How many lines in the raw records below contain the string "poster"? Reply with the number alone.
Start of Data shown
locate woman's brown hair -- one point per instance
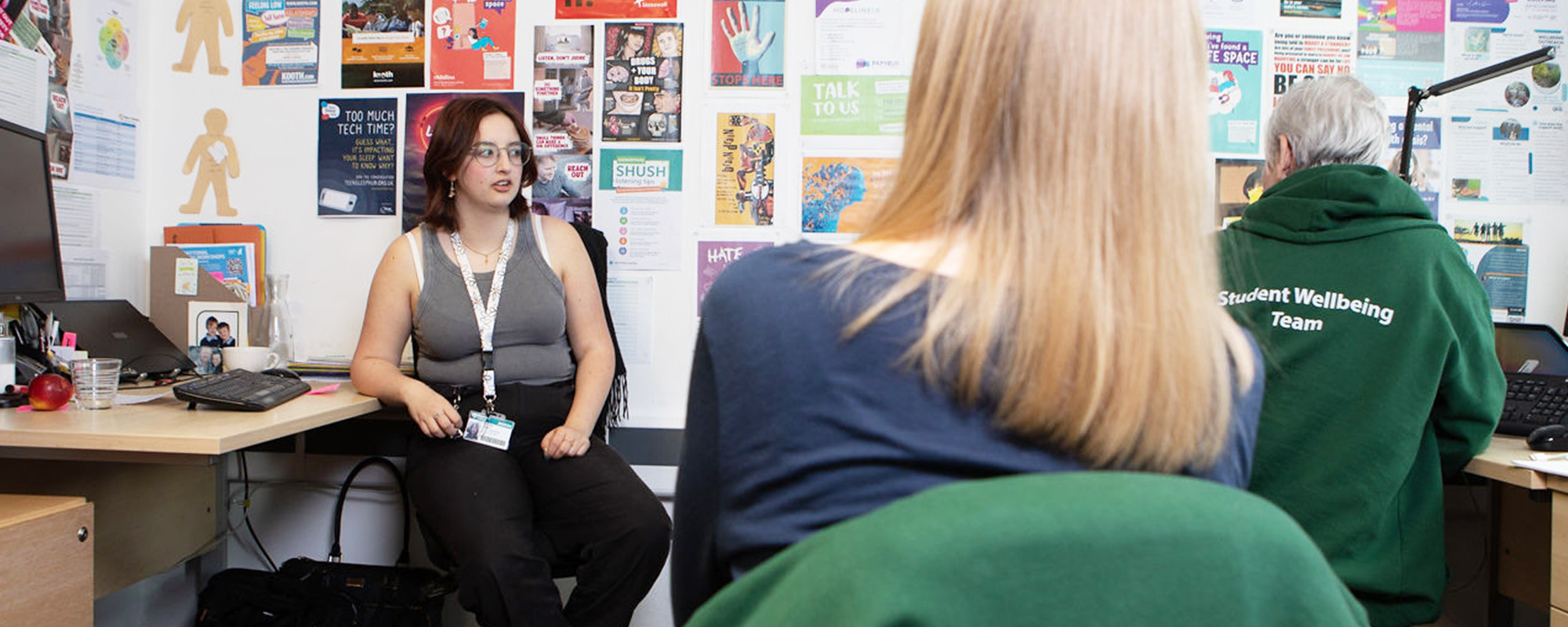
(451, 140)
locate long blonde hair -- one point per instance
(1058, 151)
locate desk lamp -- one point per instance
(1417, 95)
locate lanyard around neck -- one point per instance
(485, 311)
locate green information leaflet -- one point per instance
(854, 106)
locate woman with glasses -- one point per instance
(510, 477)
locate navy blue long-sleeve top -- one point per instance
(791, 427)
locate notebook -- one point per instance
(118, 330)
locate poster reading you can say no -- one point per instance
(357, 170)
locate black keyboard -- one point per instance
(1534, 400)
(241, 391)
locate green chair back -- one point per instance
(1062, 549)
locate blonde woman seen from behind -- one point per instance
(1051, 308)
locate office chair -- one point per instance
(1062, 549)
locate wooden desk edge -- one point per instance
(18, 509)
(117, 446)
(1497, 463)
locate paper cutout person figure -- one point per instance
(216, 162)
(205, 18)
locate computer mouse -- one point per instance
(294, 375)
(1550, 438)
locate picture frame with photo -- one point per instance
(214, 327)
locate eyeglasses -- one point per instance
(488, 154)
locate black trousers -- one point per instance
(510, 521)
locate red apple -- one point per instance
(49, 391)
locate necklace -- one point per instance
(487, 255)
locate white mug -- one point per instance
(250, 358)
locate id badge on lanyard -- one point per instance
(490, 429)
(487, 427)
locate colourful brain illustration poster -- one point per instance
(838, 194)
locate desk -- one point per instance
(1523, 523)
(151, 471)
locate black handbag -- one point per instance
(330, 593)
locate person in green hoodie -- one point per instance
(1381, 374)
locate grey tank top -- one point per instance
(531, 322)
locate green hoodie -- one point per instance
(1381, 374)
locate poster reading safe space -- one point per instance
(357, 170)
(1236, 79)
(474, 45)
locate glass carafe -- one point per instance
(280, 324)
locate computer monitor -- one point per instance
(29, 242)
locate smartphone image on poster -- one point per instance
(338, 201)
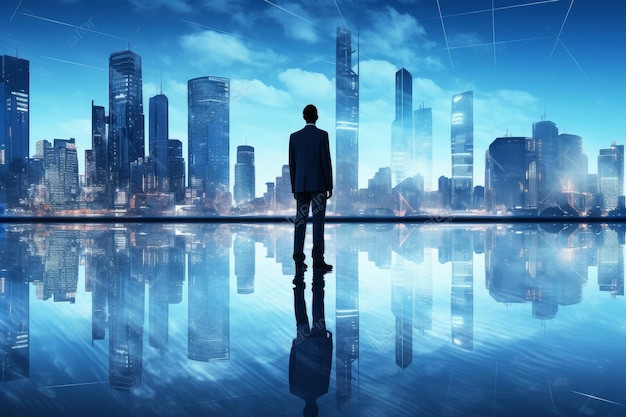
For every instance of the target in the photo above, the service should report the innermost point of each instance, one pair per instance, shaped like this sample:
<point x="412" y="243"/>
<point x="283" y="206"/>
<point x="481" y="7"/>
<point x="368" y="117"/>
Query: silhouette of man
<point x="312" y="350"/>
<point x="312" y="184"/>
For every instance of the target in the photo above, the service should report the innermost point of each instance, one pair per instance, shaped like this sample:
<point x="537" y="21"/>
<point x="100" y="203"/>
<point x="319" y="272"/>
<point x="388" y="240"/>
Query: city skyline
<point x="456" y="47"/>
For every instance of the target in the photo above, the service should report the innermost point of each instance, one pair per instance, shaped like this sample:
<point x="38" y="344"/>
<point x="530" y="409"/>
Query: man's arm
<point x="327" y="166"/>
<point x="292" y="164"/>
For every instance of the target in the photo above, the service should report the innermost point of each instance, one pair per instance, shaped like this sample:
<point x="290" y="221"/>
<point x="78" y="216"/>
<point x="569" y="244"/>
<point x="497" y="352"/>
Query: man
<point x="312" y="184"/>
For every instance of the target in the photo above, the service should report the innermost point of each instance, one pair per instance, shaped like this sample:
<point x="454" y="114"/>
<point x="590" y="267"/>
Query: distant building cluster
<point x="546" y="173"/>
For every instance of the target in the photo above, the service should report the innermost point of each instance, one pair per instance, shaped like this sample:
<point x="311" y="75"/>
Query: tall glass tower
<point x="209" y="135"/>
<point x="611" y="175"/>
<point x="99" y="145"/>
<point x="158" y="132"/>
<point x="126" y="117"/>
<point x="402" y="162"/>
<point x="462" y="147"/>
<point x="14" y="128"/>
<point x="547" y="133"/>
<point x="423" y="144"/>
<point x="244" y="190"/>
<point x="347" y="125"/>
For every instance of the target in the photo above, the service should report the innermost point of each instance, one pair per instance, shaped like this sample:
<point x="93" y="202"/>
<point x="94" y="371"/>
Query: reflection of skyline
<point x="126" y="267"/>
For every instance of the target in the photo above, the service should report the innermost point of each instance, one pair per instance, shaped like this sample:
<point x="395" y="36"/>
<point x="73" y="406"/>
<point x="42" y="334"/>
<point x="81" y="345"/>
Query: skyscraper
<point x="99" y="177"/>
<point x="423" y="144"/>
<point x="244" y="190"/>
<point x="14" y="128"/>
<point x="347" y="125"/>
<point x="126" y="118"/>
<point x="176" y="169"/>
<point x="611" y="175"/>
<point x="510" y="174"/>
<point x="547" y="134"/>
<point x="61" y="174"/>
<point x="402" y="163"/>
<point x="462" y="147"/>
<point x="209" y="135"/>
<point x="158" y="140"/>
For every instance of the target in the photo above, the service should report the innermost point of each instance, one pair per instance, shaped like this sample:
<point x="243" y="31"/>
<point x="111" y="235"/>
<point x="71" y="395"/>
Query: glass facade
<point x="209" y="136"/>
<point x="347" y="125"/>
<point x="462" y="151"/>
<point x="126" y="140"/>
<point x="158" y="136"/>
<point x="402" y="141"/>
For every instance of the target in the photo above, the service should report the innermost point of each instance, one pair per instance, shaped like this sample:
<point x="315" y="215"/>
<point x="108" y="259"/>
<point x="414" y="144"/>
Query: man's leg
<point x="303" y="200"/>
<point x="318" y="204"/>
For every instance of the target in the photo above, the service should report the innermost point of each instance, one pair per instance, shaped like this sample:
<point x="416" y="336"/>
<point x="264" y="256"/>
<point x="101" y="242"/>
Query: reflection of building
<point x="546" y="269"/>
<point x="402" y="161"/>
<point x="347" y="125"/>
<point x="402" y="309"/>
<point x="347" y="314"/>
<point x="14" y="128"/>
<point x="14" y="314"/>
<point x="126" y="121"/>
<point x="209" y="135"/>
<point x="60" y="277"/>
<point x="244" y="175"/>
<point x="209" y="318"/>
<point x="462" y="147"/>
<point x="611" y="264"/>
<point x="126" y="300"/>
<point x="462" y="289"/>
<point x="611" y="175"/>
<point x="244" y="252"/>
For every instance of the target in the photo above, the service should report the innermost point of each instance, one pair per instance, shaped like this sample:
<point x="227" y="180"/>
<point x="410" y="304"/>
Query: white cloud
<point x="313" y="86"/>
<point x="257" y="92"/>
<point x="297" y="23"/>
<point x="180" y="6"/>
<point x="213" y="48"/>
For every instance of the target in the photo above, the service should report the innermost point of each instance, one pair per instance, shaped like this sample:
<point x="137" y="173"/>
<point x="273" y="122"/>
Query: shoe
<point x="322" y="266"/>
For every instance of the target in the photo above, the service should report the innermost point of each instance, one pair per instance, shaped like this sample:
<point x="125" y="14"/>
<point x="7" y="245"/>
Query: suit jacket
<point x="310" y="166"/>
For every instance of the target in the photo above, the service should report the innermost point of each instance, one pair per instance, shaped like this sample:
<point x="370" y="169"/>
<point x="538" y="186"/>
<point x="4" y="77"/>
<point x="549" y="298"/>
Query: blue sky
<point x="522" y="58"/>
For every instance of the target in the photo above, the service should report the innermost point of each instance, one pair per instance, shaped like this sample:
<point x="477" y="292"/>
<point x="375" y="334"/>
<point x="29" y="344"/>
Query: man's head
<point x="310" y="113"/>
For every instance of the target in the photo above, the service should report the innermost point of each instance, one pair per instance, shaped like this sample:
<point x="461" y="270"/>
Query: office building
<point x="347" y="125"/>
<point x="611" y="175"/>
<point x="244" y="189"/>
<point x="126" y="121"/>
<point x="511" y="174"/>
<point x="158" y="140"/>
<point x="402" y="162"/>
<point x="462" y="149"/>
<point x="176" y="169"/>
<point x="423" y="144"/>
<point x="61" y="175"/>
<point x="96" y="170"/>
<point x="14" y="129"/>
<point x="209" y="135"/>
<point x="546" y="133"/>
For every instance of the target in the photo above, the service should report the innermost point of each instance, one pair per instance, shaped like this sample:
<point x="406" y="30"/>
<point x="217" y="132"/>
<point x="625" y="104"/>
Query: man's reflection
<point x="312" y="349"/>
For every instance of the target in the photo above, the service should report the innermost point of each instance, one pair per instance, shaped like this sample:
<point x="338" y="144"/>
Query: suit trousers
<point x="316" y="201"/>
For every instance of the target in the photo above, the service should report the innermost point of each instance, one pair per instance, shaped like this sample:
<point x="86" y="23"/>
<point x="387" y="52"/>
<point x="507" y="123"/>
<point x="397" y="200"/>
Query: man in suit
<point x="311" y="175"/>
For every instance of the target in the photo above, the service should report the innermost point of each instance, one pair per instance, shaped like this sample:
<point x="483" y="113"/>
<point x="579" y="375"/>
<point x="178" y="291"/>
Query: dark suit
<point x="311" y="175"/>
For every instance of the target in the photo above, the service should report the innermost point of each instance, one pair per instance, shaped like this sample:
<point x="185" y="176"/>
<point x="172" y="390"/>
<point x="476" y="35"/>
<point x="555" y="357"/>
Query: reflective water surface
<point x="423" y="319"/>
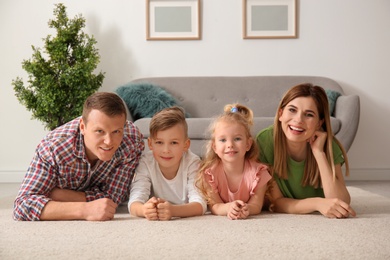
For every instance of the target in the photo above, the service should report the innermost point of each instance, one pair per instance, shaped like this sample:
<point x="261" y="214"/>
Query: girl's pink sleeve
<point x="210" y="179"/>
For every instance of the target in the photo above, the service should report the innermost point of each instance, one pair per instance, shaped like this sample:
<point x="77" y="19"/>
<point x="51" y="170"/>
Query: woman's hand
<point x="317" y="141"/>
<point x="335" y="208"/>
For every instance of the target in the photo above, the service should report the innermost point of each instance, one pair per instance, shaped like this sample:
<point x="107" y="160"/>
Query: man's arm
<point x="97" y="210"/>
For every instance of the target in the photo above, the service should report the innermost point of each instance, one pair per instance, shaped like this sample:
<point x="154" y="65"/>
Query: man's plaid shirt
<point x="60" y="161"/>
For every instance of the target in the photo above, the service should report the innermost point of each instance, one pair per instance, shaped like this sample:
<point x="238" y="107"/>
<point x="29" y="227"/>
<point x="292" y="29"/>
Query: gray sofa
<point x="204" y="98"/>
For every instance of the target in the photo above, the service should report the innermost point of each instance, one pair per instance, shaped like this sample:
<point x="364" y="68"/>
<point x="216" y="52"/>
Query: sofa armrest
<point x="347" y="110"/>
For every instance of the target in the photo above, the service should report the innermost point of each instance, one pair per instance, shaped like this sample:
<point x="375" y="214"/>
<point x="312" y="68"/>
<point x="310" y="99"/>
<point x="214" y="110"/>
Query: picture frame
<point x="270" y="19"/>
<point x="173" y="20"/>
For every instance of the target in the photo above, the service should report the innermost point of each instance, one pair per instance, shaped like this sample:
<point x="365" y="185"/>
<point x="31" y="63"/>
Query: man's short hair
<point x="167" y="118"/>
<point x="107" y="102"/>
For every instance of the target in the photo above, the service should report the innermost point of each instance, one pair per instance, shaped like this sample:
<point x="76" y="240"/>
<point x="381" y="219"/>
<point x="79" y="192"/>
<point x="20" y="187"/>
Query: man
<point x="83" y="169"/>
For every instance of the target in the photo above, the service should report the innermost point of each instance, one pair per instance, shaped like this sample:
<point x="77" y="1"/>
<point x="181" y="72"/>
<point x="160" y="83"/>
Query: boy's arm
<point x="187" y="210"/>
<point x="166" y="210"/>
<point x="147" y="210"/>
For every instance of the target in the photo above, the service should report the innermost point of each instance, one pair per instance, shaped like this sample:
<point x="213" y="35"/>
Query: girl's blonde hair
<point x="233" y="113"/>
<point x="312" y="174"/>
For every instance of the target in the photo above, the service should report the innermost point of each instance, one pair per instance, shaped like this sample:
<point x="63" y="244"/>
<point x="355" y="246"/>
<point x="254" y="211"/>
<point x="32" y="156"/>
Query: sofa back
<point x="205" y="97"/>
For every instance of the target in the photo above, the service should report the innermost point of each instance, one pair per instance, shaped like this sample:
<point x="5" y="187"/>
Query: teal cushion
<point x="332" y="98"/>
<point x="144" y="99"/>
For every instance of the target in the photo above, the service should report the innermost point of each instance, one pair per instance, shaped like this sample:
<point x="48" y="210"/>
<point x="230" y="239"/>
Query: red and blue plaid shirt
<point x="60" y="161"/>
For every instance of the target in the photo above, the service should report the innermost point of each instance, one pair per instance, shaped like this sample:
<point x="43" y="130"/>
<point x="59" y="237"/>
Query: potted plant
<point x="62" y="77"/>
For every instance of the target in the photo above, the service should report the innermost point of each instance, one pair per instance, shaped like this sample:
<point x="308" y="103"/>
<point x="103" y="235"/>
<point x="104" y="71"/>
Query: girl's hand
<point x="164" y="209"/>
<point x="335" y="208"/>
<point x="150" y="209"/>
<point x="244" y="212"/>
<point x="234" y="209"/>
<point x="317" y="141"/>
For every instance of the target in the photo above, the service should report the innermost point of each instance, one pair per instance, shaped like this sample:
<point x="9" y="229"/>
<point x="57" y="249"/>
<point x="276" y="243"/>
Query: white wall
<point x="345" y="40"/>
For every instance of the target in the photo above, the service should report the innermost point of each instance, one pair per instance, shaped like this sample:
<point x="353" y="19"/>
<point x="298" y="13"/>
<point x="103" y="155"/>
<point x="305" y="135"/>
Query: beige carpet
<point x="267" y="236"/>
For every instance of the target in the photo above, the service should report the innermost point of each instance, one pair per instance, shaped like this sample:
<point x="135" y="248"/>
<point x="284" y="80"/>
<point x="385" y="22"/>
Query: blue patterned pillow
<point x="332" y="98"/>
<point x="144" y="99"/>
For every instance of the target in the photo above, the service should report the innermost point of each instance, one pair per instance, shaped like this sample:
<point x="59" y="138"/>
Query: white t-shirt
<point x="149" y="181"/>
End of Data shown
* _Solution to the problem_:
4